Supplied text:
[BEGIN]
My eldest daughter, immersed.

So, my most-benevolent father gave each one of my three daughters an iPad for Christmas. This absolutely trumps what had been the best present ever, the monogrammed “Hoodie Footies” I’d ordered them, which they adore and wear constantly.

However, while the girls may be donning pink pajamas their noses are buried in iPads. Ostensibly, we are visiting my father for the holidays but, in reality, the little ones are visiting the untold worlds now available to them on the Worldwide Web.

I wonder if Steve Jobs really understood what he was conjuring when he imagined his magic tablet: that human beings would be powerless in the shiny face of its preternatural glow. Of course he did. For him, and millions others, the upside clearly outweighs the down.

There’s a nifty line of copy is a recent car commercial, where the announcer says something to the effect of no one ever grew up wishing they could visit a website. That’s true, I suppose, for some. But my girls? I wonder. Maybe they are in fact growing up wishing they could visit a website; it sure looks like it.

Today, we visited the Apple Store in Santa Monica. It was killing it. Crowds three deep. Shiny, happy people buying shiny happy things. By contrast, the Playstation Headquarters two doors down was deader than a graveyard.

Mr. Jobs- if you’re able to check on your iWorld via some heavenly app then you know Apple blew up Christmas. Again. I’m sure my girls would thank you if they weren’t lost in the matrix.
[END]
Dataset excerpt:
[BEGIN]
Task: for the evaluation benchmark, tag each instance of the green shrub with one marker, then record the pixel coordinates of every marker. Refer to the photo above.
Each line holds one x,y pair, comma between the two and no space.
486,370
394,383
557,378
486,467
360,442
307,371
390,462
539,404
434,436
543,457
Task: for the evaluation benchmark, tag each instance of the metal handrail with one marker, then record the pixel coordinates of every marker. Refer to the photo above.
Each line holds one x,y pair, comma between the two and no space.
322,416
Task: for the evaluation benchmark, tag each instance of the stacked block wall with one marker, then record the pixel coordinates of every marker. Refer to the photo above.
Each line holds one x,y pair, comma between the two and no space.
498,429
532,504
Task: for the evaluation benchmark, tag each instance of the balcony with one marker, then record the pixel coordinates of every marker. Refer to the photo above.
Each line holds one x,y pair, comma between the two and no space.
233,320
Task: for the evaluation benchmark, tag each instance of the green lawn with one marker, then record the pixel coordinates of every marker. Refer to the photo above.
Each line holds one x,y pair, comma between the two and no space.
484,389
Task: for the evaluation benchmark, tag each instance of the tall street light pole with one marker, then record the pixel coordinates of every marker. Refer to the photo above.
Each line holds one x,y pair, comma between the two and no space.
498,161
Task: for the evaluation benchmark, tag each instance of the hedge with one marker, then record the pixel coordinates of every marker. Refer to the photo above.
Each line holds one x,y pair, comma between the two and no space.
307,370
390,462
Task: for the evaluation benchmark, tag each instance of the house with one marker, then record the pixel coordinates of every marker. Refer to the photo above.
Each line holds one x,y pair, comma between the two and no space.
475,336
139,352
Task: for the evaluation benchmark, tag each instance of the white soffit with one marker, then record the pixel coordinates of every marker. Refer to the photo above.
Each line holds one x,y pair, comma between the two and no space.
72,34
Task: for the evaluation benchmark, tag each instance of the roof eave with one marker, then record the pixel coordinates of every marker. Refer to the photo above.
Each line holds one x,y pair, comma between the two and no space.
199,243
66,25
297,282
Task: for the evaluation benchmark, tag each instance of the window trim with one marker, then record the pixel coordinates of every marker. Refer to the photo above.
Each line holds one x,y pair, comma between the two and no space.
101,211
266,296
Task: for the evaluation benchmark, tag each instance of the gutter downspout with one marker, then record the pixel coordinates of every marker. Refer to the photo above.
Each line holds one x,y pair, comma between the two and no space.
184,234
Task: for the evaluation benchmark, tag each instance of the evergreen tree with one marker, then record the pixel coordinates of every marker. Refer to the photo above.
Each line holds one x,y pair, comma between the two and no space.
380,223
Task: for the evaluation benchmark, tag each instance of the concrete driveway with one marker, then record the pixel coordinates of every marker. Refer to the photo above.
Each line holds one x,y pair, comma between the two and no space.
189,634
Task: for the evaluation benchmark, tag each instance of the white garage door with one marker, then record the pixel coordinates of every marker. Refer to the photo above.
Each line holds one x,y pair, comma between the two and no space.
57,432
[END]
[BEGIN]
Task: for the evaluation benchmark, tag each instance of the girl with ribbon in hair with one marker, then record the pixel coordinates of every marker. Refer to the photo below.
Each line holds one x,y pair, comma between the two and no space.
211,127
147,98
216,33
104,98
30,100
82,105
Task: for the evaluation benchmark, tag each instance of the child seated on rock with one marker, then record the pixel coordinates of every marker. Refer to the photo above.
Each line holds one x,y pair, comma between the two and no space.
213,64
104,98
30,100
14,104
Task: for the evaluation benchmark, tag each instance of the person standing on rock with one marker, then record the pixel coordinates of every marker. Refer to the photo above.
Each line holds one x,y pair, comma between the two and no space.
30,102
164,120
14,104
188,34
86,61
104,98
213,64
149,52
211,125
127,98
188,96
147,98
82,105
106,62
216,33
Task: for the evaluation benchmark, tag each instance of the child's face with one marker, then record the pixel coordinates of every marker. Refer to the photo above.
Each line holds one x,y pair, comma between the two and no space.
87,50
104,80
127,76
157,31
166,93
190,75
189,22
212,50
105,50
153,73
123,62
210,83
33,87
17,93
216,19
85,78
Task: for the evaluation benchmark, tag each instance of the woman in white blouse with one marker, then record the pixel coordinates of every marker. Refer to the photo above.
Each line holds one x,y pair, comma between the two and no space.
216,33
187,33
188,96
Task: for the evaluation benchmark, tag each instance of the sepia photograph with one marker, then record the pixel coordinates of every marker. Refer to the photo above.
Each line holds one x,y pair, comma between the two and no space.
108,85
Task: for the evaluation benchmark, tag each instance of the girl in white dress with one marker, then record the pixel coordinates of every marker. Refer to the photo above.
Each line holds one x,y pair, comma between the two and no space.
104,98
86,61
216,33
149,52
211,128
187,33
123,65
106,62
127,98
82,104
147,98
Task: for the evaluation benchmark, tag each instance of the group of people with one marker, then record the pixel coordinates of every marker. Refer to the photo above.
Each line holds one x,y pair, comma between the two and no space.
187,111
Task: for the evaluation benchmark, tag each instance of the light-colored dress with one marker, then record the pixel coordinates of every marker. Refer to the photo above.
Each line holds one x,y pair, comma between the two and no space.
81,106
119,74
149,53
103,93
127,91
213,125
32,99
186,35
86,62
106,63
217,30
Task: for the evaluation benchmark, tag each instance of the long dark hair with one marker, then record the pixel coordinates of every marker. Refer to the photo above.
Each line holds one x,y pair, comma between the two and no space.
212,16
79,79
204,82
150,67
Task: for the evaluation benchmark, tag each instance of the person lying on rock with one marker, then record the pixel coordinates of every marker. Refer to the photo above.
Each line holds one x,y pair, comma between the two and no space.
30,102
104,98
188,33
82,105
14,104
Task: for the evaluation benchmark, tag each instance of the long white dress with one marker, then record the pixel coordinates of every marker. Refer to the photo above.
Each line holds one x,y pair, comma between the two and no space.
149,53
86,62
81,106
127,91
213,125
[END]
[BEGIN]
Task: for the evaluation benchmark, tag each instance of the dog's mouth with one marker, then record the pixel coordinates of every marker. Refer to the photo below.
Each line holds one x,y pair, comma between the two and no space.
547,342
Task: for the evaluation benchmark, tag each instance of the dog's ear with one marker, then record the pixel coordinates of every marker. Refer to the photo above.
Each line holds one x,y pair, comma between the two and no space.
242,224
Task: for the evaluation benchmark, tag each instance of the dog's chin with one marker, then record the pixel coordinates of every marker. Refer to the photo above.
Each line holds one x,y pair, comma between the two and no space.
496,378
[END]
What to produce:
Extend the post about the three daughters and their Christmas iPads, starting right after its final sentence.

Answer for this exercise:
I have a very special relationship with my laptop computer. For going on 15 years I’ve owned one, almost since Apple began making them. I hooked up with my first at Leo Burnett, where they doled out Macbooks to the copywriters and desktops for the art directors. I still think we writers got the better deal. Back then, few of us actually knew how to use a computer and so Leo Burnett provided mandatory lessons. A saucy blond woman taught me, which, at the time, may have been the biggest motivator to take the class. Like most creative people, I loathed tutorials, even when they were for my own good. Needless to say, I’m glad as hell I went. In retrospect, I should have been first in line.

My machine quickly smote me. You have to realize how exotic these svelte devices were, coming off an IBM Selectric or whatever the hell we’d been using. The IBM machine was swell…like your mother-in-law. Believe it or not, lots of writers still hacked away on manual typewriters or gave their copy to assistants to type. Sounds like ancient history but it isn’t. I’m talking 1996.

No love lost here.

Within a couple years we became inseparable, my laptop and I. Now it’s like we’re married, only without human frailty. She stays up with me at night telling me her secrets. In the morning I run to see what she’s saved for me. I take my laptop everywhere. She is way more than a tool. The Ipad or Iphone might be sexier but they do not seduce me. As a writer, I cannot ply my craft on those devices.

I realize the “life online” idea is nothing new. It’s so 1999. But that’s not what I’m talking about. My relationship with my computer is more involved than what teenagers have with smart phones or executives and their Blackberries. Those people can’t wait to get the new, new version of whatever their using. Me? I get attached to the hardware. I hold on until the bitter end. Though dead, I still have my 2004 G4. The dings on its silver shell are special to me. As is the backstage pass sticker from the 2005 Secret Machines concert I attended at Cabaret Metro.

Even though my new computer rocks, I can’t chuck the old one. I started this blog on that machine. I wrote the final draft of The Happy Soul Industry and Sweet by Design on it. It is also where I wrote my last TV commercial, for Cabot stains. Alas, my G4 died two years ago. Ironically, it now rests under the landline in my office, which I never use anymore either.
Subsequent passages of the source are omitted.